# Data rows
Start

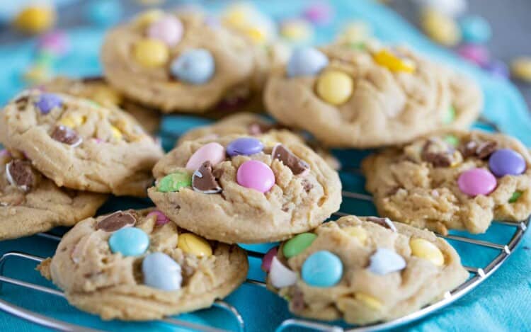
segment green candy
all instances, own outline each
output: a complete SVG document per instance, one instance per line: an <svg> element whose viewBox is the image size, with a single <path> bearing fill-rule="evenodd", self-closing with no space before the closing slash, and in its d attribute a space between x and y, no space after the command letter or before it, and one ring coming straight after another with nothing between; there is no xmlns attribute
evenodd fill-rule
<svg viewBox="0 0 531 332"><path fill-rule="evenodd" d="M173 193L179 191L181 188L192 185L192 176L188 173L172 173L162 178L157 185L161 193Z"/></svg>
<svg viewBox="0 0 531 332"><path fill-rule="evenodd" d="M302 253L310 246L317 236L313 233L302 233L297 235L284 244L282 252L286 258L290 258Z"/></svg>
<svg viewBox="0 0 531 332"><path fill-rule="evenodd" d="M510 198L509 198L509 202L510 203L514 203L517 200L518 200L518 198L522 195L521 191L515 191L513 193L513 195L510 196Z"/></svg>

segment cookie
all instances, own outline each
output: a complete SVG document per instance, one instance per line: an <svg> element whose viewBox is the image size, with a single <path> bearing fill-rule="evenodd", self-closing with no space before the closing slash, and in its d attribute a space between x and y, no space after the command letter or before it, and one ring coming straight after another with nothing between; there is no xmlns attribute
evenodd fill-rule
<svg viewBox="0 0 531 332"><path fill-rule="evenodd" d="M378 212L446 234L483 233L531 214L531 156L501 134L455 131L389 148L362 162Z"/></svg>
<svg viewBox="0 0 531 332"><path fill-rule="evenodd" d="M94 215L106 198L58 188L22 156L0 150L0 240L72 226Z"/></svg>
<svg viewBox="0 0 531 332"><path fill-rule="evenodd" d="M482 96L468 79L404 47L329 45L293 52L270 76L267 110L336 147L404 143L437 129L464 129Z"/></svg>
<svg viewBox="0 0 531 332"><path fill-rule="evenodd" d="M225 243L279 241L337 211L336 172L300 143L229 135L185 141L153 168L148 190L179 227Z"/></svg>
<svg viewBox="0 0 531 332"><path fill-rule="evenodd" d="M164 112L261 97L268 58L247 36L192 12L141 14L108 33L101 50L113 86Z"/></svg>
<svg viewBox="0 0 531 332"><path fill-rule="evenodd" d="M202 137L215 138L227 134L250 134L253 136L270 134L281 142L293 141L297 143L309 145L317 154L334 170L341 168L341 164L330 151L319 146L315 142L304 139L302 134L297 134L282 125L265 118L249 113L240 113L224 118L212 125L200 127L189 130L179 137L176 145L184 141L198 139Z"/></svg>
<svg viewBox="0 0 531 332"><path fill-rule="evenodd" d="M26 91L4 108L0 142L59 187L145 196L161 148L130 115L84 98Z"/></svg>
<svg viewBox="0 0 531 332"><path fill-rule="evenodd" d="M74 79L58 76L40 88L47 92L66 93L90 99L108 108L119 107L132 115L147 132L154 134L159 130L161 122L159 112L124 98L107 84L103 77Z"/></svg>
<svg viewBox="0 0 531 332"><path fill-rule="evenodd" d="M469 276L445 240L374 217L343 217L296 236L266 254L262 267L268 288L295 315L352 324L419 310Z"/></svg>
<svg viewBox="0 0 531 332"><path fill-rule="evenodd" d="M81 310L145 321L210 307L245 280L249 263L237 246L207 241L147 209L81 222L38 269Z"/></svg>

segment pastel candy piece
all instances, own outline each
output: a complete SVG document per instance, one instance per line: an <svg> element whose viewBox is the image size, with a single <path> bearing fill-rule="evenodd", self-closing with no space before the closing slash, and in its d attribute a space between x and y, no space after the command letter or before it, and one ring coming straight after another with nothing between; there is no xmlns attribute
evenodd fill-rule
<svg viewBox="0 0 531 332"><path fill-rule="evenodd" d="M278 247L271 248L266 253L262 258L262 265L261 268L264 272L269 272L271 269L271 263L273 262L273 257L276 257L277 253L278 253Z"/></svg>
<svg viewBox="0 0 531 332"><path fill-rule="evenodd" d="M288 77L314 76L328 64L329 59L322 52L314 47L301 47L292 53L286 71Z"/></svg>
<svg viewBox="0 0 531 332"><path fill-rule="evenodd" d="M321 74L316 82L317 94L326 103L339 105L352 95L354 82L350 76L339 70L328 70Z"/></svg>
<svg viewBox="0 0 531 332"><path fill-rule="evenodd" d="M201 167L205 161L210 161L215 166L225 160L225 148L219 143L212 142L199 148L192 154L186 163L186 168L195 171Z"/></svg>
<svg viewBox="0 0 531 332"><path fill-rule="evenodd" d="M274 256L269 270L269 280L276 288L291 286L297 281L297 273L284 266L278 258Z"/></svg>
<svg viewBox="0 0 531 332"><path fill-rule="evenodd" d="M168 62L169 51L166 44L156 39L142 39L133 47L135 59L147 68L159 67Z"/></svg>
<svg viewBox="0 0 531 332"><path fill-rule="evenodd" d="M275 185L275 174L271 168L258 160L249 160L242 164L236 175L238 184L242 187L267 193Z"/></svg>
<svg viewBox="0 0 531 332"><path fill-rule="evenodd" d="M411 256L426 259L433 265L442 266L445 263L445 256L440 250L428 240L424 239L412 239L409 241Z"/></svg>
<svg viewBox="0 0 531 332"><path fill-rule="evenodd" d="M492 35L489 21L477 15L461 18L459 26L463 40L466 42L482 44L488 42Z"/></svg>
<svg viewBox="0 0 531 332"><path fill-rule="evenodd" d="M287 241L282 247L282 252L286 258L296 256L310 246L317 237L313 233L302 233L295 235Z"/></svg>
<svg viewBox="0 0 531 332"><path fill-rule="evenodd" d="M210 257L212 247L207 240L192 233L179 235L177 247L186 253L198 257Z"/></svg>
<svg viewBox="0 0 531 332"><path fill-rule="evenodd" d="M41 93L35 105L42 114L48 114L56 107L61 107L63 101L60 96L54 93Z"/></svg>
<svg viewBox="0 0 531 332"><path fill-rule="evenodd" d="M137 227L122 228L113 233L109 238L110 251L124 256L138 256L149 246L149 237Z"/></svg>
<svg viewBox="0 0 531 332"><path fill-rule="evenodd" d="M159 181L157 190L161 193L174 193L192 185L192 177L188 173L176 172Z"/></svg>
<svg viewBox="0 0 531 332"><path fill-rule="evenodd" d="M301 274L304 282L310 286L332 287L341 280L343 263L330 251L316 251L306 258Z"/></svg>
<svg viewBox="0 0 531 332"><path fill-rule="evenodd" d="M500 149L491 154L489 168L498 178L508 175L518 176L525 171L525 160L514 150Z"/></svg>
<svg viewBox="0 0 531 332"><path fill-rule="evenodd" d="M171 62L170 71L176 79L190 84L204 84L215 71L214 57L210 51L188 50Z"/></svg>
<svg viewBox="0 0 531 332"><path fill-rule="evenodd" d="M263 150L263 143L254 137L241 137L234 139L227 146L227 154L230 156L251 156Z"/></svg>
<svg viewBox="0 0 531 332"><path fill-rule="evenodd" d="M155 218L156 218L155 224L156 224L157 226L161 226L170 222L170 219L166 214L159 211L158 210L152 211L151 212L147 214L148 217L152 216L154 216Z"/></svg>
<svg viewBox="0 0 531 332"><path fill-rule="evenodd" d="M142 261L144 284L158 290L181 289L183 282L181 265L164 253L150 253Z"/></svg>
<svg viewBox="0 0 531 332"><path fill-rule="evenodd" d="M367 269L376 275L400 271L406 268L406 261L394 251L386 248L378 248L370 256Z"/></svg>
<svg viewBox="0 0 531 332"><path fill-rule="evenodd" d="M151 24L147 36L161 40L168 46L175 46L183 37L183 23L173 15L165 16Z"/></svg>
<svg viewBox="0 0 531 332"><path fill-rule="evenodd" d="M457 185L469 196L489 195L496 188L496 178L486 169L472 168L461 173Z"/></svg>

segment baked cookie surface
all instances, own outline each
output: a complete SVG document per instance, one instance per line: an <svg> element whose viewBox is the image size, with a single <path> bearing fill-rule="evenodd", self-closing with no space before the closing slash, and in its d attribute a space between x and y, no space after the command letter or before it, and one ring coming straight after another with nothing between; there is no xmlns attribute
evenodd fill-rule
<svg viewBox="0 0 531 332"><path fill-rule="evenodd" d="M311 149L273 136L185 141L155 166L148 190L179 227L226 243L307 231L337 211L341 183Z"/></svg>
<svg viewBox="0 0 531 332"><path fill-rule="evenodd" d="M454 131L370 156L366 188L380 215L447 233L483 233L531 214L531 156L501 134Z"/></svg>
<svg viewBox="0 0 531 332"><path fill-rule="evenodd" d="M82 221L38 268L80 309L142 321L210 307L244 282L249 264L237 246L207 241L147 209Z"/></svg>
<svg viewBox="0 0 531 332"><path fill-rule="evenodd" d="M0 240L72 226L94 215L106 199L58 188L22 156L0 150Z"/></svg>
<svg viewBox="0 0 531 332"><path fill-rule="evenodd" d="M469 275L433 233L373 217L343 217L297 236L268 253L262 267L268 288L295 314L353 324L413 312Z"/></svg>
<svg viewBox="0 0 531 332"><path fill-rule="evenodd" d="M126 113L26 91L4 108L0 142L59 187L145 196L161 148Z"/></svg>
<svg viewBox="0 0 531 332"><path fill-rule="evenodd" d="M280 122L326 145L367 148L467 128L482 96L474 82L406 48L333 45L294 52L270 74L264 102Z"/></svg>
<svg viewBox="0 0 531 332"><path fill-rule="evenodd" d="M246 35L199 13L140 15L105 37L105 78L131 99L205 112L227 97L260 94L269 55Z"/></svg>

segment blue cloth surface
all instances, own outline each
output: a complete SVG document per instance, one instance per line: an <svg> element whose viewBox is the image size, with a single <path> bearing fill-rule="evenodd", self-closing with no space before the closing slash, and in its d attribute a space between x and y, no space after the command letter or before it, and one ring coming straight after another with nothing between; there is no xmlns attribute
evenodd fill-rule
<svg viewBox="0 0 531 332"><path fill-rule="evenodd" d="M263 11L276 18L295 16L307 4L302 0L257 1L257 6ZM516 136L527 145L531 144L531 118L528 110L514 86L506 81L490 76L468 64L447 50L434 45L416 29L387 8L368 1L338 0L332 1L336 7L336 19L329 26L320 28L315 41L329 41L346 22L362 19L369 22L377 37L392 43L406 43L412 45L431 58L440 60L472 76L481 84L485 96L483 115L496 122L503 131ZM222 4L212 4L209 8L219 10ZM57 72L74 76L94 75L101 73L98 61L98 46L103 31L95 28L80 28L69 31L73 51L60 63ZM21 81L21 71L31 62L35 41L0 46L0 103L4 103L23 86ZM170 147L175 137L193 127L207 123L207 120L193 116L172 115L165 117L161 126L164 144ZM367 151L343 150L336 151L346 166L355 167ZM345 189L364 192L363 179L348 172L341 172ZM148 206L146 200L113 198L101 208L108 212L119 208ZM372 214L375 210L372 204L346 199L341 211L360 215ZM487 234L475 236L481 239L506 243L510 238L512 229L494 224ZM64 230L54 231L61 234ZM531 239L529 232L516 251L493 275L476 290L452 304L420 321L405 326L413 331L531 331L531 264L529 248ZM455 244L462 255L463 263L469 266L484 268L498 253L496 250L477 250L471 245ZM30 236L0 242L0 252L18 251L40 256L53 255L57 243L38 236ZM246 246L263 251L270 244ZM249 277L263 279L259 263L251 258ZM53 287L33 271L33 263L13 259L7 262L5 275L21 278L40 285ZM8 300L41 314L56 319L104 330L118 331L176 331L159 322L125 323L103 322L98 318L83 313L68 305L61 298L43 295L19 287L3 286L0 298ZM284 319L291 317L286 302L266 290L244 285L227 298L243 315L248 331L273 331ZM208 322L212 326L234 330L236 322L226 312L219 309L203 310L179 317L195 322ZM0 331L38 331L37 325L0 313Z"/></svg>

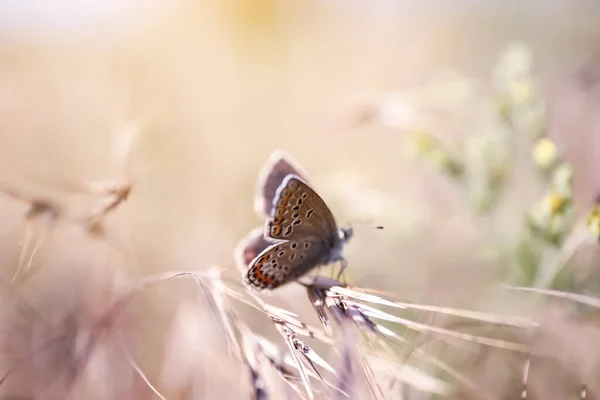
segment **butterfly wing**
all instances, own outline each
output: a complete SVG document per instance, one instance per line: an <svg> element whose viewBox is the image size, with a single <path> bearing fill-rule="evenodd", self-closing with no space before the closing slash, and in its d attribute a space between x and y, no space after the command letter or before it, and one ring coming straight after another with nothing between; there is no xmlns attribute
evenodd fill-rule
<svg viewBox="0 0 600 400"><path fill-rule="evenodd" d="M245 273L250 262L256 258L264 249L273 244L264 237L265 228L259 226L251 230L234 250L233 256L238 270Z"/></svg>
<svg viewBox="0 0 600 400"><path fill-rule="evenodd" d="M288 175L297 175L306 180L306 174L289 154L281 150L273 152L258 175L254 210L259 217L268 218L271 215L277 189Z"/></svg>
<svg viewBox="0 0 600 400"><path fill-rule="evenodd" d="M329 244L316 236L272 244L250 262L244 283L275 289L321 265L330 251Z"/></svg>
<svg viewBox="0 0 600 400"><path fill-rule="evenodd" d="M275 195L265 237L291 240L317 236L331 246L338 240L335 218L323 199L296 175L288 175Z"/></svg>

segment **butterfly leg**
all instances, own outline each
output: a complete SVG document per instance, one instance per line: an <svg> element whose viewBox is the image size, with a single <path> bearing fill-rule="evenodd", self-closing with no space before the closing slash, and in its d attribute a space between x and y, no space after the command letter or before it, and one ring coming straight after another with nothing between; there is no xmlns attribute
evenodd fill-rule
<svg viewBox="0 0 600 400"><path fill-rule="evenodd" d="M338 276L337 276L337 280L338 281L340 280L340 278L344 274L344 271L346 270L347 266L348 266L348 261L346 261L345 258L341 258L340 259L340 272L338 273Z"/></svg>

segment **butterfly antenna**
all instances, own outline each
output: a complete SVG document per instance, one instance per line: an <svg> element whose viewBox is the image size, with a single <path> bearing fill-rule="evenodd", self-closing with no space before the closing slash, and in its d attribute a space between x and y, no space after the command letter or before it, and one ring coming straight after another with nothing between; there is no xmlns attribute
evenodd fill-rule
<svg viewBox="0 0 600 400"><path fill-rule="evenodd" d="M383 225L373 225L373 224L350 224L352 228L373 228L373 229L383 229Z"/></svg>

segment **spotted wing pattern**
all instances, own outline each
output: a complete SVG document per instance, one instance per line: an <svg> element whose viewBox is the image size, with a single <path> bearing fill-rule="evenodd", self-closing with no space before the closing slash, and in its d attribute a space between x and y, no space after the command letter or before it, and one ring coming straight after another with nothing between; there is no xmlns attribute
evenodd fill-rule
<svg viewBox="0 0 600 400"><path fill-rule="evenodd" d="M265 228L259 226L251 230L236 247L234 251L235 263L238 270L246 273L250 262L256 258L264 249L273 244L264 237Z"/></svg>
<svg viewBox="0 0 600 400"><path fill-rule="evenodd" d="M312 236L333 243L337 224L323 199L300 177L288 175L277 189L265 237L290 240Z"/></svg>
<svg viewBox="0 0 600 400"><path fill-rule="evenodd" d="M275 289L320 265L330 251L325 240L314 236L273 244L252 260L244 283Z"/></svg>
<svg viewBox="0 0 600 400"><path fill-rule="evenodd" d="M289 154L281 150L273 152L258 175L254 209L259 217L271 216L277 189L288 175L297 175L307 181L306 174Z"/></svg>

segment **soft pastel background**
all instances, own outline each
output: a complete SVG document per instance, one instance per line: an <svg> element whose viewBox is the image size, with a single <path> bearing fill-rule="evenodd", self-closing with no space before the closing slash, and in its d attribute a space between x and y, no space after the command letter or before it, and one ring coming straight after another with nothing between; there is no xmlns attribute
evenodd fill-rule
<svg viewBox="0 0 600 400"><path fill-rule="evenodd" d="M351 283L407 301L533 312L535 302L495 288L543 181L516 169L498 212L480 218L455 182L414 157L406 131L369 118L370 105L410 89L406 112L460 148L485 135L480 99L502 49L522 41L550 110L548 135L575 168L575 202L585 212L600 189L600 63L581 65L600 50L598 16L597 2L566 0L0 3L0 183L83 215L98 199L68 180L133 182L129 200L107 217L106 238L36 221L44 237L36 272L16 285L27 203L0 199L0 369L67 323L85 335L143 276L216 265L238 280L232 251L261 223L254 186L276 149L308 171L338 222L385 226L356 229L345 252ZM483 94L463 88L464 77ZM458 86L432 95L442 99L434 112L413 109L415 88L432 82ZM115 147L129 124L140 136L123 167ZM119 328L127 346L169 399L247 395L243 371L194 296L192 284L173 282L136 299ZM300 288L275 297L315 323ZM264 317L248 311L248 319L277 340ZM113 342L80 372L72 398L151 398ZM64 398L60 354L25 362L0 385L2 398Z"/></svg>

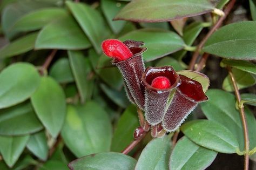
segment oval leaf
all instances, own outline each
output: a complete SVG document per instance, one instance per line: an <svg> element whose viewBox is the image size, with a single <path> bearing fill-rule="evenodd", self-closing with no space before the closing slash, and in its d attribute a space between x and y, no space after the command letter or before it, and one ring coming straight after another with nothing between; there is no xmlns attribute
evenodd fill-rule
<svg viewBox="0 0 256 170"><path fill-rule="evenodd" d="M194 71L183 70L177 71L179 74L186 76L193 80L200 83L203 87L203 90L205 92L208 90L210 85L210 80L208 77L200 72Z"/></svg>
<svg viewBox="0 0 256 170"><path fill-rule="evenodd" d="M26 147L40 159L45 161L48 156L48 147L44 131L31 135Z"/></svg>
<svg viewBox="0 0 256 170"><path fill-rule="evenodd" d="M50 70L49 75L60 83L74 81L69 59L62 58L54 63Z"/></svg>
<svg viewBox="0 0 256 170"><path fill-rule="evenodd" d="M59 8L39 9L22 16L14 24L12 29L16 31L36 30L51 21L66 16L66 11Z"/></svg>
<svg viewBox="0 0 256 170"><path fill-rule="evenodd" d="M157 22L200 15L214 8L211 0L136 0L125 6L114 19Z"/></svg>
<svg viewBox="0 0 256 170"><path fill-rule="evenodd" d="M111 151L121 152L133 140L133 132L139 126L136 107L128 107L118 120L111 144Z"/></svg>
<svg viewBox="0 0 256 170"><path fill-rule="evenodd" d="M136 162L134 158L120 153L103 152L75 160L69 164L69 167L76 170L131 170L134 169Z"/></svg>
<svg viewBox="0 0 256 170"><path fill-rule="evenodd" d="M139 158L135 169L168 169L171 154L171 135L152 139Z"/></svg>
<svg viewBox="0 0 256 170"><path fill-rule="evenodd" d="M122 36L119 39L144 42L145 45L143 46L147 48L143 53L143 59L146 62L173 53L181 50L185 45L181 38L177 33L160 29L137 30Z"/></svg>
<svg viewBox="0 0 256 170"><path fill-rule="evenodd" d="M19 38L0 49L0 58L19 55L32 50L38 33L31 33Z"/></svg>
<svg viewBox="0 0 256 170"><path fill-rule="evenodd" d="M6 137L0 136L0 152L9 167L18 160L29 139L29 135Z"/></svg>
<svg viewBox="0 0 256 170"><path fill-rule="evenodd" d="M0 135L24 135L43 128L30 103L0 110Z"/></svg>
<svg viewBox="0 0 256 170"><path fill-rule="evenodd" d="M66 4L92 43L95 50L98 53L100 53L102 42L110 33L102 16L98 11L85 3L66 1Z"/></svg>
<svg viewBox="0 0 256 170"><path fill-rule="evenodd" d="M68 37L68 39L67 39ZM91 44L71 16L62 17L44 26L36 41L37 49L79 50Z"/></svg>
<svg viewBox="0 0 256 170"><path fill-rule="evenodd" d="M0 73L0 108L28 99L39 81L37 71L30 64L18 63L6 67Z"/></svg>
<svg viewBox="0 0 256 170"><path fill-rule="evenodd" d="M52 136L57 137L66 114L65 94L60 86L52 78L43 77L31 100L39 119Z"/></svg>
<svg viewBox="0 0 256 170"><path fill-rule="evenodd" d="M110 120L105 111L95 103L70 105L62 136L77 157L109 151L112 138Z"/></svg>
<svg viewBox="0 0 256 170"><path fill-rule="evenodd" d="M243 21L221 27L208 39L203 50L226 58L256 59L255 28L256 21Z"/></svg>
<svg viewBox="0 0 256 170"><path fill-rule="evenodd" d="M216 158L216 152L197 145L184 137L179 140L170 158L170 169L205 169Z"/></svg>
<svg viewBox="0 0 256 170"><path fill-rule="evenodd" d="M184 124L180 128L190 140L203 147L225 153L239 149L234 135L225 126L215 121L197 120Z"/></svg>

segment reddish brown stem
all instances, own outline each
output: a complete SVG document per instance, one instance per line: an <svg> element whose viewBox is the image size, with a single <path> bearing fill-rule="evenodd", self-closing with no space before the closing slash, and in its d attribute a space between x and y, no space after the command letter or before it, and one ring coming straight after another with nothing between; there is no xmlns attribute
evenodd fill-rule
<svg viewBox="0 0 256 170"><path fill-rule="evenodd" d="M209 37L218 29L222 24L223 21L227 17L227 16L231 11L231 9L234 6L234 3L235 2L235 0L231 0L228 4L227 5L227 7L224 10L224 13L225 15L220 17L218 22L215 24L215 25L211 28L208 33L205 36L205 37L201 40L199 44L198 44L197 50L194 52L193 55L192 59L190 62L190 65L188 66L188 70L193 70L194 66L199 57L199 53L201 51L201 49L204 45L205 45L205 43L206 42L207 40Z"/></svg>
<svg viewBox="0 0 256 170"><path fill-rule="evenodd" d="M146 135L147 132L144 131L142 135L137 140L133 141L129 145L128 145L122 153L125 154L128 154Z"/></svg>
<svg viewBox="0 0 256 170"><path fill-rule="evenodd" d="M238 102L239 105L240 106L240 103L241 103L241 96L240 95L239 91L237 86L237 81L234 78L234 74L233 74L231 68L229 66L227 67L227 70L228 71L228 74L231 79L231 81L232 82L233 87L234 87L234 92L235 94L235 97ZM245 165L244 169L248 170L249 169L249 149L250 149L250 140L249 140L249 135L248 133L248 126L246 121L246 117L245 117L245 110L244 106L242 107L239 107L240 116L241 117L241 120L242 121L242 127L244 130L244 138L245 139Z"/></svg>

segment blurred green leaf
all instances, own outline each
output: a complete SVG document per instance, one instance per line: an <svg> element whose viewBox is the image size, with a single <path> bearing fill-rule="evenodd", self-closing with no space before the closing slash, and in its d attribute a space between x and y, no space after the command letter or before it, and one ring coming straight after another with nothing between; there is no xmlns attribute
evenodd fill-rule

End

Lay out the entries from the first line up to and including the line containing "253L310 246L317 236L313" as a Markdown table with the columns "Row" and "Entry Text," numbering each row. Omit blank lines and the pictures.

| Row | Entry Text |
|---|---|
| 1 | segment green candy |
| 2 | all instances, own outline each |
| 3 | output: a complete SVG document per instance, one instance per line: an <svg> element whose viewBox is the image size, with a single <path> bearing fill-rule="evenodd", self-closing with no space before the closing slash, and in its d attribute a space between x and y, no space after the command letter or before it, and one ring coming straight after another with nothing between; there is no xmlns attribute |
| 4 | evenodd fill-rule |
| 5 | <svg viewBox="0 0 531 332"><path fill-rule="evenodd" d="M173 193L179 191L181 188L192 185L192 176L188 173L172 173L162 178L157 185L161 193Z"/></svg> |
| 6 | <svg viewBox="0 0 531 332"><path fill-rule="evenodd" d="M302 253L310 246L317 236L313 233L302 233L297 235L284 244L282 252L286 258L290 258Z"/></svg> |